WHAT IS NEEDED: Will you write out all the entries below exactly?

Recorded data
(begin)

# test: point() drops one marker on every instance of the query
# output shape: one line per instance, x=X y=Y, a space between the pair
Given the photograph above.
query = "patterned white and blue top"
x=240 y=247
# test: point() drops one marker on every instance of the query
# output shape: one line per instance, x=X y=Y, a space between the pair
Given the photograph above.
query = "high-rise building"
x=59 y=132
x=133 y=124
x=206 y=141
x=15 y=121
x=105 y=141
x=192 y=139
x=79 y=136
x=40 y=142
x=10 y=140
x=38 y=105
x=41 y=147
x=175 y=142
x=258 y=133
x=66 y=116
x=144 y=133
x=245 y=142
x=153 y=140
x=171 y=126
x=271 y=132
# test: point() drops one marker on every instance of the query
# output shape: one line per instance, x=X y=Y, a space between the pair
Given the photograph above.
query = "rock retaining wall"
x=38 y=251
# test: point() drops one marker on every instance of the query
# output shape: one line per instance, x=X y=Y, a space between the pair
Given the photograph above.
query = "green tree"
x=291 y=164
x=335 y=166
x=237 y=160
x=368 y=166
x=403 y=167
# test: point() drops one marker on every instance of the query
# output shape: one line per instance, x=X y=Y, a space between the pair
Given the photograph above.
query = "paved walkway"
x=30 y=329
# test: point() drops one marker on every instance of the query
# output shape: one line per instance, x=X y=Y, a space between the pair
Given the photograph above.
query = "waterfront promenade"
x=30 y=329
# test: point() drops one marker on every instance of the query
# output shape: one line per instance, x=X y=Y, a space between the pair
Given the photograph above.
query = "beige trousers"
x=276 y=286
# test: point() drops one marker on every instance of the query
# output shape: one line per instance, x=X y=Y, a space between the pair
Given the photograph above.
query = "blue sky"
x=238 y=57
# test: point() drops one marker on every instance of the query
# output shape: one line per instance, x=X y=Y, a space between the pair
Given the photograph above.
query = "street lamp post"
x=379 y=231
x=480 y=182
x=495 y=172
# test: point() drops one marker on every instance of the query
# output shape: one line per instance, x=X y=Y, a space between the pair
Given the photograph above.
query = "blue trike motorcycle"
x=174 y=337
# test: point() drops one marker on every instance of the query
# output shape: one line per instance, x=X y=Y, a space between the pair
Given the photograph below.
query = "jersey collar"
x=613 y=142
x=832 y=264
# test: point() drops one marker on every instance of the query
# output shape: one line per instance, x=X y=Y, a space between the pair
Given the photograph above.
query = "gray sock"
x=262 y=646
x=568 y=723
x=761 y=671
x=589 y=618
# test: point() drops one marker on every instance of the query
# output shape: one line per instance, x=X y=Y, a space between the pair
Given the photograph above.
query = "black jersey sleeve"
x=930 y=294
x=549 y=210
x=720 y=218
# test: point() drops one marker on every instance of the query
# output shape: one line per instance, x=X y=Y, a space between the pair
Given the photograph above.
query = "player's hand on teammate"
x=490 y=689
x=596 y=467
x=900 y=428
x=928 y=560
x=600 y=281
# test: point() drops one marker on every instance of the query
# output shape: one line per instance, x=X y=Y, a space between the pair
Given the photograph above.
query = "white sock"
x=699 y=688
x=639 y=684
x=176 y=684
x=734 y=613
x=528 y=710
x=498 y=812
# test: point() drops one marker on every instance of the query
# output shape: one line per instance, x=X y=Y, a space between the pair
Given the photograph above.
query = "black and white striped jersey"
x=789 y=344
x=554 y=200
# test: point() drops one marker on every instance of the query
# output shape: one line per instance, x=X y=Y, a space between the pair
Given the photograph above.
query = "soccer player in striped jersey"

(end)

WRITTEN SOLUTION:
# test: point() drops one marker on every instance of the query
# output shape: one line per instance, x=X y=Y, a space between the pair
Given the photograph above.
query = "patterned white and blue top"
x=240 y=247
# test: point() drops one marker on every instance of the query
# output shape: one line per instance, x=X y=Y, a space between the pair
Given the photograph above.
query = "high-rise building"
x=59 y=132
x=133 y=124
x=206 y=141
x=15 y=121
x=105 y=141
x=192 y=139
x=79 y=136
x=40 y=142
x=10 y=140
x=38 y=105
x=41 y=147
x=175 y=142
x=258 y=133
x=66 y=116
x=144 y=133
x=245 y=142
x=153 y=140
x=171 y=126
x=271 y=132
# test: point() drops one marker on every instance of the query
# output shape: one line per instance, x=X y=Y, a space between the pair
Given the photograph above.
query = "rock retaining wall"
x=38 y=251
# test: point() drops one marker on every instance of the query
# output shape: one line per instance, x=X y=Y, a space between the pair
Given the photograph above.
query = "green tree"
x=291 y=164
x=335 y=166
x=237 y=160
x=368 y=166
x=403 y=167
# test: point() drops one marker on every instance of the query
# output shape: one line per instance, x=X y=Y, a space between the pair
Given the photograph above.
query = "paved walkway"
x=30 y=329
# test: point() drops one marker on every instance of the query
# output shape: one line per instance, x=X y=Y, a space between the pair
Given the photograph above.
query = "waterfront promenade"
x=30 y=329
# test: point() drops one marker on every instance of the query
# output shape: one line per instance, x=X y=Y, a space between the pair
Given the photograph above.
query = "beige trousers"
x=276 y=286
# test: point() drops one marker on every instance of the query
# output shape: one line per instance, x=X y=Y, a space between the pair
Given the photograph above.
query = "blue sky"
x=238 y=57
# test: point() drops one marker on every instance of the query
# output shape: one line per instance, x=X y=Y, a space between the pair
Given the photograph above.
query = "street lamp post"
x=379 y=231
x=480 y=182
x=495 y=172
# test: point() drops one marker on every instance of the query
# output shape: one line per instance, x=X y=Y, a space between the pair
Given the photograph above.
query = "blue trike motorcycle"
x=174 y=337
# test: point() drops one marker on every instance of the query
# output shape: one line per instance, x=X y=Y, a space between the pair
Given the photograph below.
query = "jersey collar"
x=613 y=142
x=832 y=264
# test: point() drops one marker on every instance of the query
# output shape: one line per instance, x=X y=Y, a space between the pair
Given the photograph above.
query = "gray sock"
x=262 y=646
x=568 y=723
x=761 y=671
x=589 y=618
# test: point() drops one marker on every instance of the query
# output shape: one line per instance, x=X y=Y, a space between the pair
Given the photograph above.
query = "black jersey sleeve"
x=930 y=294
x=549 y=210
x=720 y=218
# test: point() drops one marker on every instance of the query
# output shape: one line per instance, x=X y=Y, a space between the pair
Given the photograph above.
query = "player's hand on teammate"
x=490 y=689
x=596 y=467
x=900 y=428
x=928 y=560
x=600 y=281
# test: point() drops one marker on every instance of the query
# output shape: one line per instance, x=X y=Y, a space between the pair
Given the photograph above.
query = "white sock"
x=699 y=688
x=639 y=684
x=176 y=684
x=734 y=613
x=528 y=710
x=498 y=812
# test: point() drops one marker on every instance of the query
# output shape: one line per instance, x=X y=Y, a space between the pair
Given the photograph above.
query = "black and white striped jersey"
x=789 y=344
x=554 y=200
# test: point() drops one marker on every instance of the query
# output shape: one line per instance, x=X y=Y, a space between the pair
Given the photograph above.
query = "soccer player in striped jersey"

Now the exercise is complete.